((

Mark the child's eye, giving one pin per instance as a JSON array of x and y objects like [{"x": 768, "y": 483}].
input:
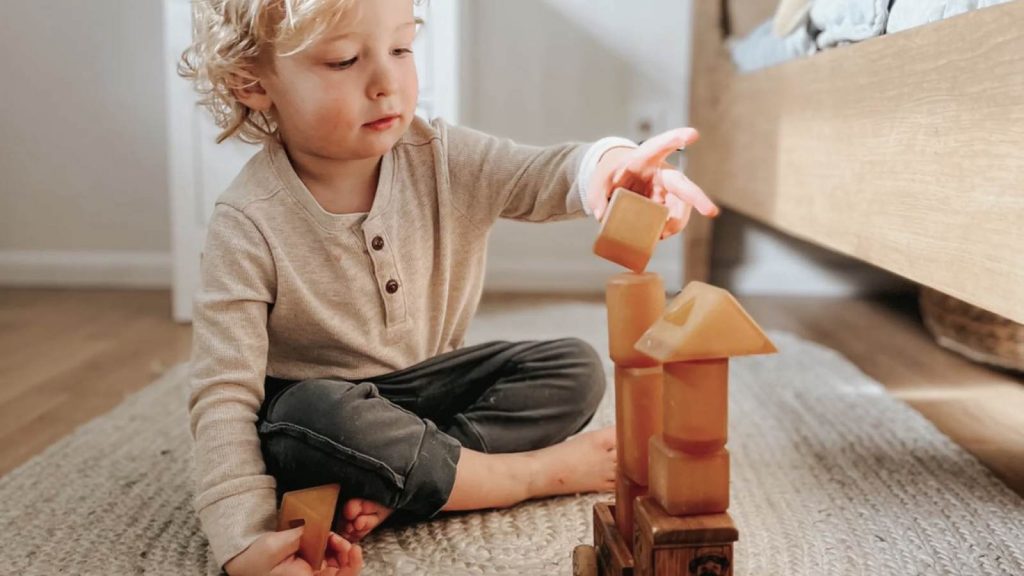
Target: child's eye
[{"x": 342, "y": 65}]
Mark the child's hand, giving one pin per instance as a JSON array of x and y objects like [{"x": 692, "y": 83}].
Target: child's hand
[
  {"x": 644, "y": 170},
  {"x": 274, "y": 553}
]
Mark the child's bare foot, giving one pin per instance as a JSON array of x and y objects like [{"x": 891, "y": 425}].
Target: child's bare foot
[
  {"x": 582, "y": 463},
  {"x": 363, "y": 517},
  {"x": 343, "y": 559}
]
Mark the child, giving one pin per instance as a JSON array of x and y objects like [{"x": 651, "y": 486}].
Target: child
[{"x": 341, "y": 270}]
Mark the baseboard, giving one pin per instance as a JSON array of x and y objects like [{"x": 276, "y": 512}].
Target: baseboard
[{"x": 85, "y": 269}]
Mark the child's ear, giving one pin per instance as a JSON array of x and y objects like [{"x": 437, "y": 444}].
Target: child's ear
[{"x": 248, "y": 90}]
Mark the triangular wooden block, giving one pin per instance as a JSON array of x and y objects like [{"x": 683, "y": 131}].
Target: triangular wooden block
[
  {"x": 314, "y": 507},
  {"x": 704, "y": 323}
]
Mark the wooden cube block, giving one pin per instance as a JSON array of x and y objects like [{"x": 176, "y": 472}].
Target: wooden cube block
[
  {"x": 627, "y": 492},
  {"x": 696, "y": 405},
  {"x": 585, "y": 561},
  {"x": 613, "y": 557},
  {"x": 314, "y": 507},
  {"x": 692, "y": 545},
  {"x": 632, "y": 227},
  {"x": 638, "y": 417},
  {"x": 686, "y": 484},
  {"x": 635, "y": 301}
]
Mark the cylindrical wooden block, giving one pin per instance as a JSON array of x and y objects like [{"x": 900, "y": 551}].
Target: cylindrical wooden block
[
  {"x": 634, "y": 302},
  {"x": 626, "y": 492},
  {"x": 696, "y": 400},
  {"x": 638, "y": 416},
  {"x": 685, "y": 484}
]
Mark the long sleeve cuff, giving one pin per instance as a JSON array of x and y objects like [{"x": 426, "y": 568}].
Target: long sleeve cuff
[
  {"x": 589, "y": 164},
  {"x": 232, "y": 524}
]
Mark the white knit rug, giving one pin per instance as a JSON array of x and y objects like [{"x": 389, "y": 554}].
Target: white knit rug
[{"x": 830, "y": 477}]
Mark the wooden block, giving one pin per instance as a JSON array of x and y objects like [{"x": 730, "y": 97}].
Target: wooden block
[
  {"x": 627, "y": 492},
  {"x": 696, "y": 405},
  {"x": 638, "y": 417},
  {"x": 635, "y": 301},
  {"x": 314, "y": 507},
  {"x": 686, "y": 484},
  {"x": 613, "y": 558},
  {"x": 632, "y": 227},
  {"x": 584, "y": 561},
  {"x": 694, "y": 545},
  {"x": 704, "y": 323}
]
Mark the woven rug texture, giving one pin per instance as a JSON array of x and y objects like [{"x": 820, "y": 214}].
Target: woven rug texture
[{"x": 830, "y": 476}]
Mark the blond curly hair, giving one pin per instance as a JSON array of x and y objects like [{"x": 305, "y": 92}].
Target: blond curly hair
[{"x": 229, "y": 37}]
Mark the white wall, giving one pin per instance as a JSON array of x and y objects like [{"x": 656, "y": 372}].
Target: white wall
[
  {"x": 549, "y": 71},
  {"x": 83, "y": 177}
]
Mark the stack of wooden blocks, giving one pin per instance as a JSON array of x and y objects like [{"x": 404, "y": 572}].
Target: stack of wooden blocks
[{"x": 672, "y": 489}]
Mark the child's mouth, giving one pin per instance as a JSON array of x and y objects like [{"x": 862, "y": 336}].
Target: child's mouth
[{"x": 383, "y": 124}]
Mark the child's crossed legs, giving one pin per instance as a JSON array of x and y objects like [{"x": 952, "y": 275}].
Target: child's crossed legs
[{"x": 478, "y": 427}]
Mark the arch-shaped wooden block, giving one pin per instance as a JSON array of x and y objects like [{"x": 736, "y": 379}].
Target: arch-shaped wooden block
[{"x": 314, "y": 507}]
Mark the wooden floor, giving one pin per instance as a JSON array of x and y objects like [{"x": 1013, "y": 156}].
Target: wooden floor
[{"x": 67, "y": 357}]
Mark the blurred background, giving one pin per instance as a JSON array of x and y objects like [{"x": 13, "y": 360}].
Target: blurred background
[{"x": 110, "y": 171}]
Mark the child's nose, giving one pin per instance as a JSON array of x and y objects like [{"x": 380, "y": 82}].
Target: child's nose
[{"x": 383, "y": 83}]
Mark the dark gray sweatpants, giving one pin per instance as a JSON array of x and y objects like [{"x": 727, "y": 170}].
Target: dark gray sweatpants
[{"x": 395, "y": 439}]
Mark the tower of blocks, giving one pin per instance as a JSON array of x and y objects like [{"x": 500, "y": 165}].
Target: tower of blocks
[{"x": 672, "y": 366}]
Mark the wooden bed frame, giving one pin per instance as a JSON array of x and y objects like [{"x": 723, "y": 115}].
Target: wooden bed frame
[{"x": 904, "y": 151}]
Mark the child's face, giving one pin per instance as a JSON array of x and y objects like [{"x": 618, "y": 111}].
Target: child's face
[{"x": 351, "y": 94}]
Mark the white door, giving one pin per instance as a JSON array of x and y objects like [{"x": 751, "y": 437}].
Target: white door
[{"x": 200, "y": 169}]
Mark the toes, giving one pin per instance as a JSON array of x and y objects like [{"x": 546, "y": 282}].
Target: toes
[{"x": 353, "y": 508}]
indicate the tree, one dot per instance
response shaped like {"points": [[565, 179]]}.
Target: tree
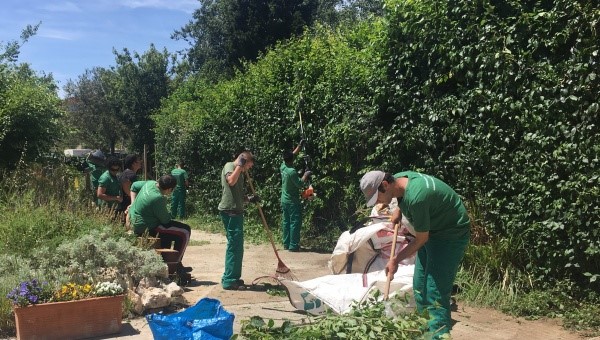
{"points": [[142, 82], [93, 110], [225, 33], [30, 109]]}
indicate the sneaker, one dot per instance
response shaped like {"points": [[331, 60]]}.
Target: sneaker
{"points": [[235, 287], [180, 267]]}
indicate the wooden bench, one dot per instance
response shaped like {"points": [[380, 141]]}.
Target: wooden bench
{"points": [[170, 256]]}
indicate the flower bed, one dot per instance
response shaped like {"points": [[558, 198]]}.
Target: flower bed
{"points": [[71, 312]]}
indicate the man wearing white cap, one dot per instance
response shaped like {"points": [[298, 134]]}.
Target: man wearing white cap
{"points": [[442, 232]]}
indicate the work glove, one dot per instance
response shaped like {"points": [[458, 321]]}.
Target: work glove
{"points": [[241, 161], [253, 199]]}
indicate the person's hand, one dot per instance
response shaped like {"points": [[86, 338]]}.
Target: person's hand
{"points": [[307, 175], [240, 161], [396, 216], [253, 199], [391, 267]]}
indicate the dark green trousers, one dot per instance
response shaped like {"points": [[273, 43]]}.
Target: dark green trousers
{"points": [[234, 254], [435, 270], [178, 203], [291, 224]]}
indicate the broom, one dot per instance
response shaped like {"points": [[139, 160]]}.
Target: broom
{"points": [[392, 253], [282, 270]]}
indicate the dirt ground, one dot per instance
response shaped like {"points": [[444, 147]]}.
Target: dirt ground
{"points": [[207, 260]]}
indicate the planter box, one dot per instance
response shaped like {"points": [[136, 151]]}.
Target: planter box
{"points": [[70, 320]]}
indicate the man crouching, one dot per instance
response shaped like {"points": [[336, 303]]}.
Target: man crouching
{"points": [[148, 213]]}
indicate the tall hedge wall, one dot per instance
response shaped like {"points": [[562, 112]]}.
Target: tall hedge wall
{"points": [[498, 98], [501, 99]]}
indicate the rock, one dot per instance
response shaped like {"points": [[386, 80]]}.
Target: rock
{"points": [[173, 289], [155, 298], [136, 301]]}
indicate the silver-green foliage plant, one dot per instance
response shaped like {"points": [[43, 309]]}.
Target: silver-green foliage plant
{"points": [[370, 319]]}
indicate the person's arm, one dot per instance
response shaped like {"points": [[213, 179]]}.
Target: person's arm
{"points": [[420, 239], [160, 210], [101, 193], [233, 176], [126, 187]]}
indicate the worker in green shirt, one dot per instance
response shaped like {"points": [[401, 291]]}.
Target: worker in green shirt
{"points": [[148, 213], [109, 187], [231, 209], [442, 232], [96, 162], [291, 206], [178, 198]]}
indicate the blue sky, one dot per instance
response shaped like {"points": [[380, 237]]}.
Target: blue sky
{"points": [[79, 35]]}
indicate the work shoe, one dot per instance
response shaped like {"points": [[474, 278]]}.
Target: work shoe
{"points": [[235, 287], [180, 267]]}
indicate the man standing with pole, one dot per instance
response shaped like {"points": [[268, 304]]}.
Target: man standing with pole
{"points": [[290, 200], [231, 209], [442, 232]]}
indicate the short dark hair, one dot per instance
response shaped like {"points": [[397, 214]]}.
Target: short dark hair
{"points": [[113, 161], [288, 156], [129, 160], [167, 182]]}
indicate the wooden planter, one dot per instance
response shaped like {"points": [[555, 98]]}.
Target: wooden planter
{"points": [[70, 320]]}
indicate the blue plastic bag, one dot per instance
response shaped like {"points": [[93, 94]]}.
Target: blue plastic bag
{"points": [[206, 320]]}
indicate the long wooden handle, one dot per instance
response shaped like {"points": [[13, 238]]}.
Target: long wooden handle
{"points": [[392, 254], [262, 215]]}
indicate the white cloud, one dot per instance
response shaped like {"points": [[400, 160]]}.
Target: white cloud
{"points": [[187, 6], [58, 34], [66, 6]]}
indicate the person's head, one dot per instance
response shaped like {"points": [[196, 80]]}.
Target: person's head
{"points": [[113, 165], [166, 183], [288, 156], [375, 185], [133, 162], [249, 159]]}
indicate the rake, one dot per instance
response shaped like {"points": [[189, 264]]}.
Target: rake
{"points": [[392, 253], [282, 270]]}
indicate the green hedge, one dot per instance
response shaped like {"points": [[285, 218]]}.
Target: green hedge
{"points": [[498, 98]]}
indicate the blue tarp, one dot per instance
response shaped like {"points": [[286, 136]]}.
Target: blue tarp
{"points": [[206, 320]]}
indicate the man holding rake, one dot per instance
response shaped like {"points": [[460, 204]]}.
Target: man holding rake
{"points": [[442, 232], [231, 209]]}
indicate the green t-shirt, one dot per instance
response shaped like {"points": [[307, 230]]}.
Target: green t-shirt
{"points": [[95, 172], [149, 209], [290, 184], [112, 187], [232, 198], [432, 205], [181, 176]]}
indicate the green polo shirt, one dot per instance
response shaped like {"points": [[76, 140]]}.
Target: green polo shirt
{"points": [[432, 205], [112, 187], [181, 176], [290, 184], [232, 198], [149, 209]]}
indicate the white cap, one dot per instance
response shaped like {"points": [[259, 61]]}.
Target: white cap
{"points": [[369, 184]]}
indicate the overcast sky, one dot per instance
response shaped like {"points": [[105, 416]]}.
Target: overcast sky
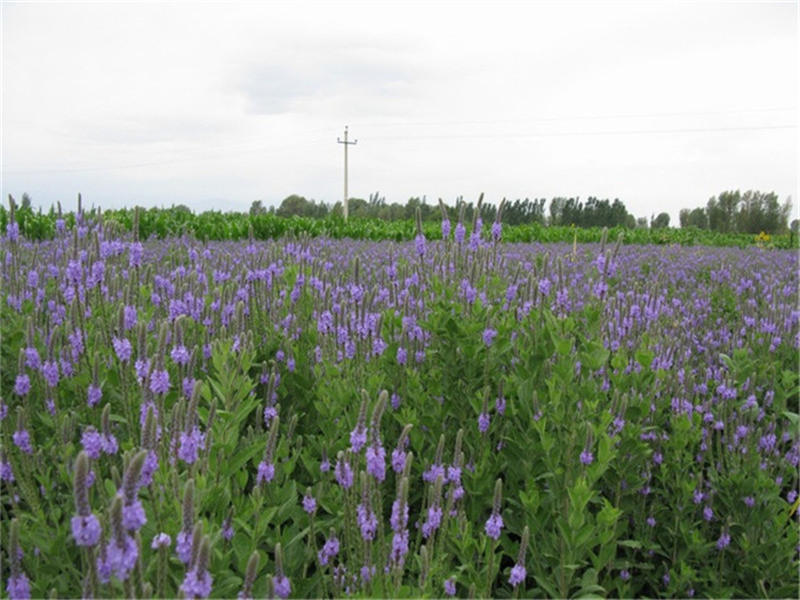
{"points": [[661, 104]]}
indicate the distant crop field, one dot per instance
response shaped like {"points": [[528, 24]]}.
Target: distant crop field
{"points": [[218, 226], [203, 410]]}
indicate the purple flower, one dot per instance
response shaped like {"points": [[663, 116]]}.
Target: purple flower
{"points": [[129, 317], [227, 530], [12, 233], [149, 467], [483, 422], [159, 382], [398, 520], [367, 522], [22, 440], [376, 461], [133, 516], [309, 504], [196, 585], [270, 413], [110, 445], [6, 472], [460, 232], [180, 355], [419, 244], [50, 372], [183, 546], [399, 547], [32, 360], [22, 385], [161, 540], [723, 541], [358, 437], [343, 473], [433, 521], [94, 395], [493, 526], [281, 585], [190, 444], [329, 550], [398, 460], [433, 473], [92, 442], [402, 356], [142, 366], [118, 557], [18, 586], [497, 231], [86, 530], [122, 348], [518, 574], [266, 472], [445, 228]]}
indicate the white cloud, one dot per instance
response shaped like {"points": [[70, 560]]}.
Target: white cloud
{"points": [[659, 104]]}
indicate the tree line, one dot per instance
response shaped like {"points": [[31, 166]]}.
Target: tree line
{"points": [[736, 212], [594, 212]]}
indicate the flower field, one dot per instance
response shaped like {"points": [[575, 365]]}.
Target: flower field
{"points": [[310, 417]]}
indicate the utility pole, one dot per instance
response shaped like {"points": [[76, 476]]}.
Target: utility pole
{"points": [[346, 143]]}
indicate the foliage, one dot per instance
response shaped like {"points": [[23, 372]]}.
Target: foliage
{"points": [[216, 225], [630, 412]]}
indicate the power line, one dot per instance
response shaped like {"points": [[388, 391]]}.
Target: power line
{"points": [[582, 117], [346, 144], [585, 133], [274, 149]]}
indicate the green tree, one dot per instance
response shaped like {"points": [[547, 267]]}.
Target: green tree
{"points": [[660, 222]]}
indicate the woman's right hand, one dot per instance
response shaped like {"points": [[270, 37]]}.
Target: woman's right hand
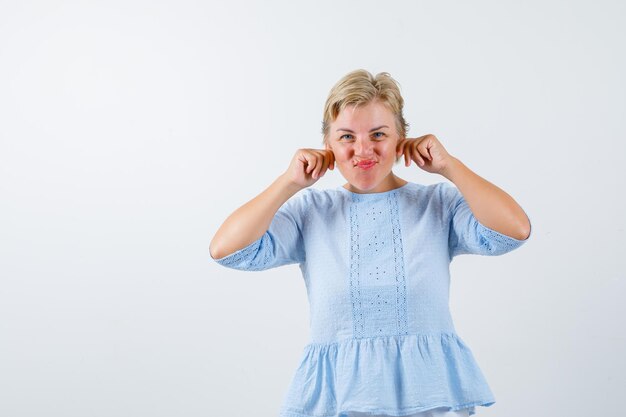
{"points": [[309, 165]]}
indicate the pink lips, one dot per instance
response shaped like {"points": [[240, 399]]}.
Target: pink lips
{"points": [[366, 164]]}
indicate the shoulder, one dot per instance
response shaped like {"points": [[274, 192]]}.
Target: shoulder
{"points": [[442, 192]]}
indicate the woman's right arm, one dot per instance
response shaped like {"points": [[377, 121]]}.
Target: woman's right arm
{"points": [[249, 222]]}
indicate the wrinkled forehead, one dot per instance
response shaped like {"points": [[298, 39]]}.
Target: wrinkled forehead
{"points": [[363, 117]]}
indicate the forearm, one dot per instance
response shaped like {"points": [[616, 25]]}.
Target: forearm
{"points": [[491, 206], [250, 221]]}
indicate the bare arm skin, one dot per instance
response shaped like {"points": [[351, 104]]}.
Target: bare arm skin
{"points": [[250, 221], [491, 206]]}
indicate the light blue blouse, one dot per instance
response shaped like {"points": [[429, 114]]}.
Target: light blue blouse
{"points": [[376, 270]]}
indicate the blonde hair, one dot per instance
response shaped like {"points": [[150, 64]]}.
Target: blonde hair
{"points": [[360, 87]]}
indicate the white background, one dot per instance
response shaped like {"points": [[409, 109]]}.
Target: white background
{"points": [[130, 130]]}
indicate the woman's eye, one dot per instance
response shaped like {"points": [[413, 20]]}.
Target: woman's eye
{"points": [[376, 133]]}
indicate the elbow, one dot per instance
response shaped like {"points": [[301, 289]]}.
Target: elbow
{"points": [[214, 250], [524, 230]]}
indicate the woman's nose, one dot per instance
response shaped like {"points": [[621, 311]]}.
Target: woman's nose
{"points": [[363, 147]]}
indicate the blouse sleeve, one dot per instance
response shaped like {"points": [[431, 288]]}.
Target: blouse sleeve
{"points": [[281, 244], [468, 235]]}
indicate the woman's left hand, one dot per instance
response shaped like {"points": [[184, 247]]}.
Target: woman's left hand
{"points": [[426, 151]]}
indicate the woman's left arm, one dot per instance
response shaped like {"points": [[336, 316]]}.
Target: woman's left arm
{"points": [[491, 205]]}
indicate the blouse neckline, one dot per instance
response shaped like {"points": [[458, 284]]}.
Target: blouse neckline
{"points": [[371, 196]]}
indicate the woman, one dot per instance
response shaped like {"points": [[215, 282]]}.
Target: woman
{"points": [[375, 255]]}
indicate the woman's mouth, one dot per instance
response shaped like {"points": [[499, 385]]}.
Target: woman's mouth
{"points": [[366, 164]]}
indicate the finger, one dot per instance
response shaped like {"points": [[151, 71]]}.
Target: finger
{"points": [[400, 147], [407, 156], [320, 165], [312, 161], [425, 151], [418, 157], [325, 166]]}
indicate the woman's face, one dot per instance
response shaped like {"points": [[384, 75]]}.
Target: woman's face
{"points": [[364, 141]]}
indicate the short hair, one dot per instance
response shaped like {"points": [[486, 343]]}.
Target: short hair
{"points": [[360, 87]]}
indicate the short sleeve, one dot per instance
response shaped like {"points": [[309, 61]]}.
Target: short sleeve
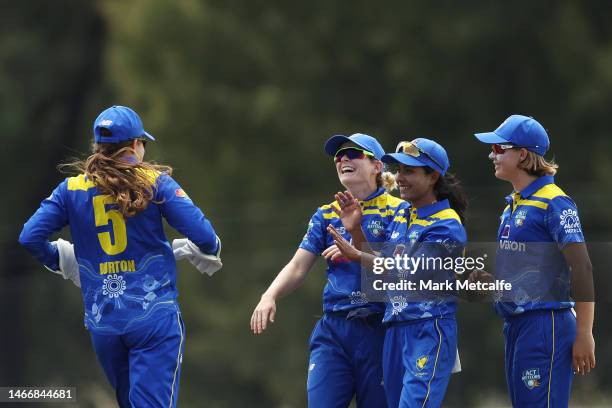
{"points": [[563, 222], [314, 239]]}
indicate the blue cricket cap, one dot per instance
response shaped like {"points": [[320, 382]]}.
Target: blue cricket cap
{"points": [[121, 124], [521, 131], [366, 142], [419, 153]]}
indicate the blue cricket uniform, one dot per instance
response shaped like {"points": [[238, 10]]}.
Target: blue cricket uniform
{"points": [[128, 279], [539, 329], [421, 341], [346, 343]]}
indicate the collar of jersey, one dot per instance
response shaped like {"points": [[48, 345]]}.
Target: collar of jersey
{"points": [[374, 194], [431, 209], [533, 187]]}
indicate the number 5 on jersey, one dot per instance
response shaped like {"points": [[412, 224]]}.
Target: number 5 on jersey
{"points": [[102, 218]]}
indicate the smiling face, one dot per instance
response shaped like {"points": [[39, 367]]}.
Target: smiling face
{"points": [[506, 164], [416, 185], [357, 171]]}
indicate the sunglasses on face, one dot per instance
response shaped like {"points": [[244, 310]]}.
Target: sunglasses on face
{"points": [[413, 150], [352, 153], [501, 149]]}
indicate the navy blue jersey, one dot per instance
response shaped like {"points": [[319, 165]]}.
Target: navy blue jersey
{"points": [[432, 231], [127, 268], [343, 288], [535, 225]]}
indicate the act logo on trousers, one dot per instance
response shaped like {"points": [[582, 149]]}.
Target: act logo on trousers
{"points": [[531, 378]]}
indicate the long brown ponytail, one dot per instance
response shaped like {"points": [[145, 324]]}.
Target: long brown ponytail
{"points": [[129, 182], [449, 187]]}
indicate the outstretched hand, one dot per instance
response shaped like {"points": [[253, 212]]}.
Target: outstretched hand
{"points": [[345, 247], [349, 212], [264, 311]]}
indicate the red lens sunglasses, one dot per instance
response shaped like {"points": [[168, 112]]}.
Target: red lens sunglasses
{"points": [[352, 153], [501, 149]]}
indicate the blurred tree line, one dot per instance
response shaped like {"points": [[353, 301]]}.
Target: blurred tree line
{"points": [[241, 96]]}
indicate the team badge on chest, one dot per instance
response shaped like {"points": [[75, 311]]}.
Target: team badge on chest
{"points": [[519, 218]]}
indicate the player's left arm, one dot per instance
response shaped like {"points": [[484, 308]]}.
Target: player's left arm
{"points": [[566, 230], [184, 216], [50, 217], [583, 351]]}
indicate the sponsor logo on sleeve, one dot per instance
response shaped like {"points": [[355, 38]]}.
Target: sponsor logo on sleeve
{"points": [[570, 222]]}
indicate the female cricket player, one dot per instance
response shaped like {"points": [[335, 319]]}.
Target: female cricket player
{"points": [[346, 343], [544, 339], [126, 267], [420, 348]]}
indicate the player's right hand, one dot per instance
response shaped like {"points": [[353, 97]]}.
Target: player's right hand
{"points": [[264, 311], [349, 212]]}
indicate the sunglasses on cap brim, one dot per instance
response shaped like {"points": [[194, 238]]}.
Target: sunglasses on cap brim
{"points": [[501, 148], [352, 153], [413, 150]]}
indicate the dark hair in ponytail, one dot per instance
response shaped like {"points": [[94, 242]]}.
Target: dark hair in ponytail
{"points": [[449, 187]]}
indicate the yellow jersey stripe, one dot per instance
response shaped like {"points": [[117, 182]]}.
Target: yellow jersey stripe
{"points": [[447, 214], [532, 203], [549, 191], [80, 183]]}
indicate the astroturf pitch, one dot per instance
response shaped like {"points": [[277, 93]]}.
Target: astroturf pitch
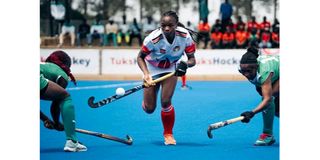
{"points": [[206, 103]]}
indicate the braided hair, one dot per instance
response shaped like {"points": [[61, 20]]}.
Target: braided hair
{"points": [[62, 59], [173, 14], [250, 57]]}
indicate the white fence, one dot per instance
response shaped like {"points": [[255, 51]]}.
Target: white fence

))

• What is expected: Go through the entries above, and wherever a line holds the word "fence", copy that line.

• Solution below:
indicate the white fence, one dot per instance
Target: white fence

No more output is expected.